- _Task instructions_: Copy the lines of the material below word for word, starting at the line that contains "class=boggy pond" and continuing through the final line of the material.

--- START OF Records ---

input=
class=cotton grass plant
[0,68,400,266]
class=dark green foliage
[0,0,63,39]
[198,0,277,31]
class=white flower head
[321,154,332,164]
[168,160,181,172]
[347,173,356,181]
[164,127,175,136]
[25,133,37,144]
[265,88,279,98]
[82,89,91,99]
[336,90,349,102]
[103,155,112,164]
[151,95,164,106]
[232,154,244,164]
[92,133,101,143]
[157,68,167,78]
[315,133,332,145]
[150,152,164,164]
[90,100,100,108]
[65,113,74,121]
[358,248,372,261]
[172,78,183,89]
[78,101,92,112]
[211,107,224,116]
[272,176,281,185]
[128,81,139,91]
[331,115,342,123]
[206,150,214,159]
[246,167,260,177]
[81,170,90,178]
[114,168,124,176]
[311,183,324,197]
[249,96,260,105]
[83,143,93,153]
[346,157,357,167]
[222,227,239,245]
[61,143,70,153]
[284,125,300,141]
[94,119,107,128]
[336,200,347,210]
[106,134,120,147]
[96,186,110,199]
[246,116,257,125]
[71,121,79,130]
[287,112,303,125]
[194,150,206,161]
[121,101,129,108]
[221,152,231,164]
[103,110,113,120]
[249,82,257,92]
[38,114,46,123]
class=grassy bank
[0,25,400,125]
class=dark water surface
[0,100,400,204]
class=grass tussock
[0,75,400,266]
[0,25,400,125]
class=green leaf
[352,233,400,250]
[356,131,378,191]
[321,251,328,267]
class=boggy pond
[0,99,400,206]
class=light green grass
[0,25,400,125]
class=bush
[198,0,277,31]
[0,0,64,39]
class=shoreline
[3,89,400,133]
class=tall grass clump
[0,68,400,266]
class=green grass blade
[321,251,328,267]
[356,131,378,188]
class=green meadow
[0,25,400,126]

--- END OF Records ---

- _Exercise output_:
class=boggy pond
[0,99,400,206]
class=light green grass
[0,25,400,125]
class=bush
[198,0,277,31]
[0,0,64,39]
class=shoreline
[3,89,400,133]
class=tall grass clump
[0,68,400,266]
class=green grass blade
[321,251,328,267]
[356,131,378,188]
class=green meadow
[0,25,400,126]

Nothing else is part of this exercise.